== TEXT PASSAGE ==
Alki Point is traditionally credited as the point where the Denny Party founded Seattle prior to moving across Elliott Bay to what is now Downtown. A similar landing at Alki has been reenacted annually since 1950 as part of the week-long Seafair celebration of Seattle's marine and boating heritage. Seafair coincides with West Seattle festivities including Hi-Yu and the West Seattle Summer Fest street festival held each July. Along with its historical significance Alki is also home to the most popular beach in the Seattle area. Fittingly named Alki Beach, it features a long strip of sandy beach full of driftwood, seashells, and fire pits. Low tides offer West Seattleites an opportunity to explore marine life in tidepools. Alki also hosts a flat bike and running trail from which visitors can view the Seattle skyline, Puget Sound, and the Olympic mountains.

The Junction

The Junction is the name used for the commercial district that centers on the intersection of California Avenue S.W. and S.W. Alaska Street. It is sometimes called "West Seattle Junction" or "Alaska Junction" by local residents.

West Seattle also has two other intersections of note: the Admiral Junction in the northern part of the peninsula where California Avenue S.W. and S.W. Admiral Way meet, and the Morgan Street Junction at the southern end where Fauntleroy Way S.W., S.W. Morgan Street, and California Avenue S.W. intersect.

Other neighborhoods
The Westwood Village shopping center, between S.W. Trenton and S.W. Barton Streets in the south end of West Seattle, has undergone several makeovers and now provides a mall-like shopping experience, including a Target and a Marhsall's. However, it is unlikely that a movie theater will be allowed here because of restricted parking.

Before the annexation of West Seattle, the neighborhood of White Center radiated north and south of Roxbury, but now with the city line going down the middle of the old neighborhood is it unclear whether the northern part of the area should still be referred to as part of the White Center neighborhood.

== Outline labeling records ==
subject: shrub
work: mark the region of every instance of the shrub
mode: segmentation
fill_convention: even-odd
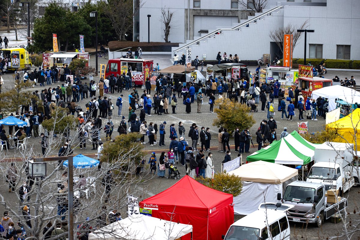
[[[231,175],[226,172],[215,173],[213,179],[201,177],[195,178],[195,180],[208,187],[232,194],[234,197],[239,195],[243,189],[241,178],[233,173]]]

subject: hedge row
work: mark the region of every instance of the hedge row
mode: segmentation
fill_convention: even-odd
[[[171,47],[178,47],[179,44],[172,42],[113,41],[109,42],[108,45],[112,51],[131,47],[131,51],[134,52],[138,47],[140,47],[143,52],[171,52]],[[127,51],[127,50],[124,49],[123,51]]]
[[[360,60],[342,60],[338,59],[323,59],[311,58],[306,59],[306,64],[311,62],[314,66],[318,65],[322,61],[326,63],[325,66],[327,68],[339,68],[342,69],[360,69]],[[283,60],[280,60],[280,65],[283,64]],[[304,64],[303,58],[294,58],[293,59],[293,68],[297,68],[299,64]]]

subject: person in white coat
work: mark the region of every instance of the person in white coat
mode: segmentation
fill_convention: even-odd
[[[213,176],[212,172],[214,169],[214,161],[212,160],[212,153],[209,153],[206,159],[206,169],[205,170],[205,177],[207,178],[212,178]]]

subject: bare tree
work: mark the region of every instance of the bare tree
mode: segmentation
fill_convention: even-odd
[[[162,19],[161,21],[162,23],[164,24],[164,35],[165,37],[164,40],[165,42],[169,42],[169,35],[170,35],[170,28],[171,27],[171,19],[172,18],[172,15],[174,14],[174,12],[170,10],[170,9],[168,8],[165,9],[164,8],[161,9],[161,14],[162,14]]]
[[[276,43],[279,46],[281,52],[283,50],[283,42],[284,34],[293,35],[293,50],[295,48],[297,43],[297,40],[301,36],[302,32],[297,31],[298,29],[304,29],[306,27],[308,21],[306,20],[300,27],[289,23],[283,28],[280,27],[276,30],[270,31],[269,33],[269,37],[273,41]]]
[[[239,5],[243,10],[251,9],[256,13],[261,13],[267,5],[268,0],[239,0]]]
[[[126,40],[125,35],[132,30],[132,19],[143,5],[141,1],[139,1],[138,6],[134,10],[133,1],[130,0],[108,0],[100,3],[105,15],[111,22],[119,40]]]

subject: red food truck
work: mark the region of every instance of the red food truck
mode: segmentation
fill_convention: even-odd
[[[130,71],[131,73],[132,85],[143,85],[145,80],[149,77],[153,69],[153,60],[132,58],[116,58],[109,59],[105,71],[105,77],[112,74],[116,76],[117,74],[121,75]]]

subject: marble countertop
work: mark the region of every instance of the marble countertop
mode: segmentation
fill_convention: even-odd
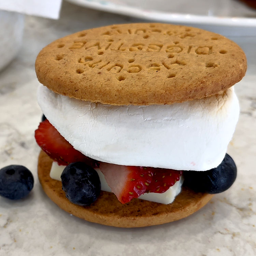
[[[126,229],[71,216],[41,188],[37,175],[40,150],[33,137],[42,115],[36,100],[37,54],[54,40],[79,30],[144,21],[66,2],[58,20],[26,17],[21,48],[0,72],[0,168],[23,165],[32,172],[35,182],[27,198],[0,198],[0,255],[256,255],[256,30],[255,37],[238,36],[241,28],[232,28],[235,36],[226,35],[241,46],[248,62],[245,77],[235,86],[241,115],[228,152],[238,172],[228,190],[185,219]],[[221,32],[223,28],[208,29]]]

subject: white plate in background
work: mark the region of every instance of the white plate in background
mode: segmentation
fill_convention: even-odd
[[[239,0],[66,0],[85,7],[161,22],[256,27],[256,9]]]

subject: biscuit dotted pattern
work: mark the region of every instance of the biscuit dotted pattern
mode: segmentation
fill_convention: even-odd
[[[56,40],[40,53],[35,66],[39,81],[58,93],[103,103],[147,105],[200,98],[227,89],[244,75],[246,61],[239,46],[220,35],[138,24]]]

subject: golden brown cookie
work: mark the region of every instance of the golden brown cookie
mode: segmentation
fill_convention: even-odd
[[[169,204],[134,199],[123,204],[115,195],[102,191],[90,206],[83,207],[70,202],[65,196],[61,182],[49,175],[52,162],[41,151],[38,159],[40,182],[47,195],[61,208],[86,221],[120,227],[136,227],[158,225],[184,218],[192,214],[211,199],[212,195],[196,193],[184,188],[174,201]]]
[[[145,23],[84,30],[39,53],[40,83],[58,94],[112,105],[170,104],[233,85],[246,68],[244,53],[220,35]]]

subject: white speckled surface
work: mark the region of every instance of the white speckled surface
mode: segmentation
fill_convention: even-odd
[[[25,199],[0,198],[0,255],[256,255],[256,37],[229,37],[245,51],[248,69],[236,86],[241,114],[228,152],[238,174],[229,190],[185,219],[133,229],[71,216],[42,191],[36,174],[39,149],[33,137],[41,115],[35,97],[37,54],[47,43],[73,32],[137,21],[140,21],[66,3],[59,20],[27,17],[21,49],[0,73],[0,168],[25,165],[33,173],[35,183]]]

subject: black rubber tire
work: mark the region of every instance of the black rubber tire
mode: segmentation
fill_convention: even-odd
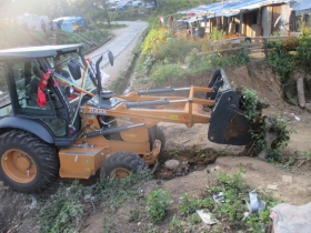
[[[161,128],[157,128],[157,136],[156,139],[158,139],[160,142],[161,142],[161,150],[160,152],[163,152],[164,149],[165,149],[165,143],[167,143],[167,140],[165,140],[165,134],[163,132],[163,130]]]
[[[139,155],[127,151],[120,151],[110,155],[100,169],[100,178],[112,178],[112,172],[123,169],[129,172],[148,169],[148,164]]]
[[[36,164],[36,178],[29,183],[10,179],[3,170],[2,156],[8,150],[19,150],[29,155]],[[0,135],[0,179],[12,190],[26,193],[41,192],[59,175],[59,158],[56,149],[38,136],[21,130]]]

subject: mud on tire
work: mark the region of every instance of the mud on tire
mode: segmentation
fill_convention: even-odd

== WORK TO DO ==
[a] Name each junction in the West Seattle passage and list the streets that meet at it.
[b] Copy word for word the part of the West Seattle passage from "The Junction is" up to and including "of restricted parking.".

== RESULTS IN ORDER ==
[a]
- The Junction: California Avenue S.W. and S.W. Alaska Street
- Admiral Junction: California Avenue S.W. and S.W. Admiral Way
- Morgan Street Junction: Fauntleroy Way S.W., S.W. Morgan Street, and California Avenue S.W.

[b]
The Junction is the name used for the commercial district that centers on the intersection of California Avenue S.W. and S.W. Alaska Street. It is sometimes called "West Seattle Junction" or "Alaska Junction" by local residents.

West Seattle also has two other intersections of note: the Admiral Junction in the northern part of the peninsula where California Avenue S.W. and S.W. Admiral Way meet, and the Morgan Street Junction at the southern end where Fauntleroy Way S.W., S.W. Morgan Street, and California Avenue S.W. intersect.

Other neighborhoods
The Westwood Village shopping center, between S.W. Trenton and S.W. Barton Streets in the south end of West Seattle, has undergone several makeovers and now provides a mall-like shopping experience, including a Target and a Marhsall's. However, it is unlikely that a movie theater will be allowed here because of restricted parking.